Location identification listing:
+ + + +

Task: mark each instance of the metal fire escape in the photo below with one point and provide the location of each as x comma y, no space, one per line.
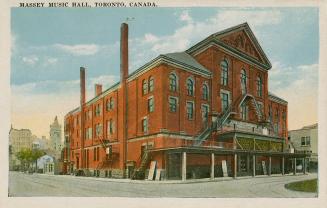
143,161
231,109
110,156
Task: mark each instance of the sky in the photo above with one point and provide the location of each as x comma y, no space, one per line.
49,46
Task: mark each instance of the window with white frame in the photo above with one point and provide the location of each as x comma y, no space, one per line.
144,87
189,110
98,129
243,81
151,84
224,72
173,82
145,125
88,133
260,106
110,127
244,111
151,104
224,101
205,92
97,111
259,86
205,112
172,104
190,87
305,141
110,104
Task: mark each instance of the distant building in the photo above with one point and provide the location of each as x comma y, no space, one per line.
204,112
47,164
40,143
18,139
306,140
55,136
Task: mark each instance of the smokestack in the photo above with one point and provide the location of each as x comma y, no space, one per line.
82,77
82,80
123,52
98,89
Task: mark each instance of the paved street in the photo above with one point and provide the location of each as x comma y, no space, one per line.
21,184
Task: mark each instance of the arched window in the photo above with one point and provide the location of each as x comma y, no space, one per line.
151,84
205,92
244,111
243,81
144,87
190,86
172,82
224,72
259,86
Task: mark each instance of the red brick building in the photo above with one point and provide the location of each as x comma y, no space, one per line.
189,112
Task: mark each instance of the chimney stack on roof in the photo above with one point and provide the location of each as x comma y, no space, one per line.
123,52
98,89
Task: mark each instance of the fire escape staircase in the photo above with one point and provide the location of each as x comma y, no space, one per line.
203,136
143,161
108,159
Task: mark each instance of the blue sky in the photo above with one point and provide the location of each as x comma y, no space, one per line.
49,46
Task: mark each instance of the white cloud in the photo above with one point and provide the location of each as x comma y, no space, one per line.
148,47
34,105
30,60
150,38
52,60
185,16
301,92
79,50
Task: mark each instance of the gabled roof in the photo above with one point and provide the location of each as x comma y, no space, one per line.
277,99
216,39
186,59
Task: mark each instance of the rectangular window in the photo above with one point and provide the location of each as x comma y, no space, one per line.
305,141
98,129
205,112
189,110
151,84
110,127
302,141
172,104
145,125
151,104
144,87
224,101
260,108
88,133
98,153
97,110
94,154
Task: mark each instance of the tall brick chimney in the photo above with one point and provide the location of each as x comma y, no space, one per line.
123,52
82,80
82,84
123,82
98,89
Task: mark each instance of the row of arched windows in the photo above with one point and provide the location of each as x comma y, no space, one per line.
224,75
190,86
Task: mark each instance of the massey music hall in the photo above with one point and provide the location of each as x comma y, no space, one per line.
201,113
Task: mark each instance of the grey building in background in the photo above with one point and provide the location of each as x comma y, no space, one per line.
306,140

+ + + +

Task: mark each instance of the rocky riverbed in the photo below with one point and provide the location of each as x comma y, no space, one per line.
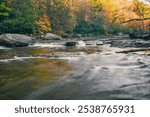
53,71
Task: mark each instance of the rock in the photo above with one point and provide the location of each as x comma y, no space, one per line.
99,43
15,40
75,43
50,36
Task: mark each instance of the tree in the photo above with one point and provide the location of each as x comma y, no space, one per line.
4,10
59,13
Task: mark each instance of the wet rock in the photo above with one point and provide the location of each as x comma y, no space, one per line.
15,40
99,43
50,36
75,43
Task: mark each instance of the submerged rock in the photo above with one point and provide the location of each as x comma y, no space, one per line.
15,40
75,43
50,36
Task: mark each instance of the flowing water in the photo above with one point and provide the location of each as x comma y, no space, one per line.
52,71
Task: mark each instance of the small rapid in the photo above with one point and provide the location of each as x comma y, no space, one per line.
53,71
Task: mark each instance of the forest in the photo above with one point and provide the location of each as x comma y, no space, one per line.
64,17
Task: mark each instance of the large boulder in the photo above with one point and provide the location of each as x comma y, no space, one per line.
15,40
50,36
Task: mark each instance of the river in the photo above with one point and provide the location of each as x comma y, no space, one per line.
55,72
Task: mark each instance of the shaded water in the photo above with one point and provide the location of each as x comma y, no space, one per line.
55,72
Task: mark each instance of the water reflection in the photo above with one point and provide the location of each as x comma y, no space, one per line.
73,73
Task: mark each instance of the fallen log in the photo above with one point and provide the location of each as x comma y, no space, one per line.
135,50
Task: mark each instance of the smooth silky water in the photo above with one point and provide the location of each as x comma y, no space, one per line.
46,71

+ + + +

▶ _TASK OBJECTIVE_
Identify every line in the listing above that contains the word "roof", and copy each of those lines in full.

▶ _FINISHED EXERCISE_
Task: mark each instance of the chimney stack on roof in the photo above with one point and provide the location of each as x comma y, no space, one per line.
Task: mark each instance of the gabled roof in the photo above with one point and provide the location of each as x comma y, no space, one per line.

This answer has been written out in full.